Problem A » Can you extract every line in the listing below that contains the string "pink"?

The mystery owners of the offshore-registered plane in which Cardiff striker Emiliano Sala died have been identified to investigators, a trustee firm for the aircraft has insisted.

 

Southern Aircraft Consultancy (SAC), a British-based company which arranged the paperwork for the single-engined Piper Malibu plane, issued a statement to deny claims that information had been withheld from authorities.

 

Sala, whose body was recovered from plane wreckage last week, died from "head and trunk injuries", an inquest heard on Monday. The pilot, David Ibbotson, is still missing but his family said they will never give up hope of finding him. Mr Ibbotson's daughter, Danielle, told Good Morning Britain: "If you've got hope then you shouldn't give up."

 

Cardiff are among a number of parties eager to establish who owns the aircraft as part of investigations to establish who is financially liable. The Welsh club appear legally obliged to pay Nantes a record club fee of £15 million. Relations between the club have been soured by a legal demands for payment from Nantes. James Earl, a partner at Fladgate LLP, told The Telegraph: "There may well be no legal justification to avoid paying the first instalment."

[Entries in the collection]
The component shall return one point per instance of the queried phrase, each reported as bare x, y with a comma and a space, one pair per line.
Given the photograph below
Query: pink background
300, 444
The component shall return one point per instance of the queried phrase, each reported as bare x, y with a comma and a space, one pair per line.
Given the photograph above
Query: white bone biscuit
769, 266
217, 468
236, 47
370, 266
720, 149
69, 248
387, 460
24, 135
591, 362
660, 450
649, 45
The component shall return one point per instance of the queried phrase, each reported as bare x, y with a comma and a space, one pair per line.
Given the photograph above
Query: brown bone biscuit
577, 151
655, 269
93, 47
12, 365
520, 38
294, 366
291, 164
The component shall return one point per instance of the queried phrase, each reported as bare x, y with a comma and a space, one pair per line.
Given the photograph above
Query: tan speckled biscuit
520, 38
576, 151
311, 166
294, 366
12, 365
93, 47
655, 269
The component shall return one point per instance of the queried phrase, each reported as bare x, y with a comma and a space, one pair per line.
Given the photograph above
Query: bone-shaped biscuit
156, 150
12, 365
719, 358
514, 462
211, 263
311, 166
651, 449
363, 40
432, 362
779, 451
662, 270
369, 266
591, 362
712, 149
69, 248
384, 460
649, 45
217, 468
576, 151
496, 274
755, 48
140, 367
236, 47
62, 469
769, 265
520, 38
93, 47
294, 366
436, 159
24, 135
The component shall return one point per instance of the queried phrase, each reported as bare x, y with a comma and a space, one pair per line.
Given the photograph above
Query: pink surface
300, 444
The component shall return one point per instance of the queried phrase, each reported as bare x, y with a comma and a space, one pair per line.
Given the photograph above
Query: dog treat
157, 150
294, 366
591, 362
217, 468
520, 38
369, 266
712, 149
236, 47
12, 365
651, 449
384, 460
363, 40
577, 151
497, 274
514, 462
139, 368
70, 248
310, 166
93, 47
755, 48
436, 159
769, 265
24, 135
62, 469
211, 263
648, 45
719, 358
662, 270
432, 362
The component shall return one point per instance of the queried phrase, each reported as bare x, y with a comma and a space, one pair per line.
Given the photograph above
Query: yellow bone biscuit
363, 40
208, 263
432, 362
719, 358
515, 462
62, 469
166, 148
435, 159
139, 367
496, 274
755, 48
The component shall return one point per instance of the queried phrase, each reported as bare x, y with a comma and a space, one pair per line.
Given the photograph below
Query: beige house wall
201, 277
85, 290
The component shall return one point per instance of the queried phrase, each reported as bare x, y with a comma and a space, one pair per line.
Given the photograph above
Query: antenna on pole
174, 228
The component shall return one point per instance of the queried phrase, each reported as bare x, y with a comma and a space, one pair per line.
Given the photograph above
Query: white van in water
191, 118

Problem B » Would you transcribe the stretch of the Sala plane article above from "The mystery owners" through "aircraft has insisted."?

Result A »
Query: pink background
Query: pink surface

Result B »
The mystery owners of the offshore-registered plane in which Cardiff striker Emiliano Sala died have been identified to investigators, a trustee firm for the aircraft has insisted.